Top of Material for the task

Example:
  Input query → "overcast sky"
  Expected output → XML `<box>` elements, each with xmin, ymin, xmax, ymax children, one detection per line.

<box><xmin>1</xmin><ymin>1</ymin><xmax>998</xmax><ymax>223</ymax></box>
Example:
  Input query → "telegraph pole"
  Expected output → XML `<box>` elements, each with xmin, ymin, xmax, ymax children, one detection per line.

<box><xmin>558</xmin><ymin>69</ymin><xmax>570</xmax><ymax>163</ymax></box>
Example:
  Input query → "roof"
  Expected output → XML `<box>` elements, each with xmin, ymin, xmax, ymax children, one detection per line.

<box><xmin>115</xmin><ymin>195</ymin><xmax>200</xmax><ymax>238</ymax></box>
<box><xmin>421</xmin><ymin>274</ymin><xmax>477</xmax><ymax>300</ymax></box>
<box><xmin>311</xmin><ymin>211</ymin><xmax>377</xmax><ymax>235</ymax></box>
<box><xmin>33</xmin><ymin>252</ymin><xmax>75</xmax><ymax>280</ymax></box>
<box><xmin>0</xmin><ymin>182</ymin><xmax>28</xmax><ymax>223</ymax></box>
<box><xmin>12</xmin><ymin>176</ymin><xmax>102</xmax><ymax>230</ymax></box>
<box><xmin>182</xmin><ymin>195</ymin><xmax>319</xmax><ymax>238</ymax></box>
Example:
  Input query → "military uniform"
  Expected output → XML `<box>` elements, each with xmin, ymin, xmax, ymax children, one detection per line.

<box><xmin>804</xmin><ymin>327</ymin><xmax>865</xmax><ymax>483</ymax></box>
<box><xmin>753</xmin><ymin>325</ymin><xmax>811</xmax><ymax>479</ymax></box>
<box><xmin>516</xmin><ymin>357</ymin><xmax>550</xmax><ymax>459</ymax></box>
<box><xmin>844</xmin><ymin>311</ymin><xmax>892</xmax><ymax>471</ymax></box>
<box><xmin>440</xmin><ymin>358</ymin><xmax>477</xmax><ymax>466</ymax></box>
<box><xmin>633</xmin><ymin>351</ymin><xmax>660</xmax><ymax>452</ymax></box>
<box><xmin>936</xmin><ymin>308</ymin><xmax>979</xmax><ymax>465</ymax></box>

Bottom of Material for the task

# Problem description
Transcribe the entries exactly.

# Solution for this exercise
Example:
  Input query → "overcast sky"
  Expected output → XML `<box>` elements, each with xmin, ymin, xmax, ymax children, one detection per line.

<box><xmin>1</xmin><ymin>1</ymin><xmax>998</xmax><ymax>223</ymax></box>
Example:
  Input query → "telegraph pole"
  Expected output → XML `<box>` elements, each with xmin, ymin, xmax, ymax children, one detection per line.

<box><xmin>558</xmin><ymin>69</ymin><xmax>570</xmax><ymax>163</ymax></box>
Example:
  Input query → "roof"
  Expected output → XML `<box>` elements, each with xmin, ymin, xmax, ymax children, one detection per line.

<box><xmin>115</xmin><ymin>195</ymin><xmax>200</xmax><ymax>238</ymax></box>
<box><xmin>421</xmin><ymin>274</ymin><xmax>477</xmax><ymax>300</ymax></box>
<box><xmin>311</xmin><ymin>211</ymin><xmax>377</xmax><ymax>235</ymax></box>
<box><xmin>33</xmin><ymin>252</ymin><xmax>75</xmax><ymax>280</ymax></box>
<box><xmin>0</xmin><ymin>182</ymin><xmax>28</xmax><ymax>223</ymax></box>
<box><xmin>12</xmin><ymin>176</ymin><xmax>102</xmax><ymax>230</ymax></box>
<box><xmin>182</xmin><ymin>195</ymin><xmax>319</xmax><ymax>238</ymax></box>
Example:
  Input query → "military uniform"
  Expected output → XML `<box>` elements, each with xmin, ymin, xmax, ymax children, one detection per line.

<box><xmin>804</xmin><ymin>327</ymin><xmax>865</xmax><ymax>483</ymax></box>
<box><xmin>753</xmin><ymin>325</ymin><xmax>811</xmax><ymax>479</ymax></box>
<box><xmin>516</xmin><ymin>357</ymin><xmax>550</xmax><ymax>459</ymax></box>
<box><xmin>844</xmin><ymin>311</ymin><xmax>892</xmax><ymax>471</ymax></box>
<box><xmin>440</xmin><ymin>358</ymin><xmax>477</xmax><ymax>466</ymax></box>
<box><xmin>633</xmin><ymin>351</ymin><xmax>660</xmax><ymax>452</ymax></box>
<box><xmin>936</xmin><ymin>308</ymin><xmax>979</xmax><ymax>465</ymax></box>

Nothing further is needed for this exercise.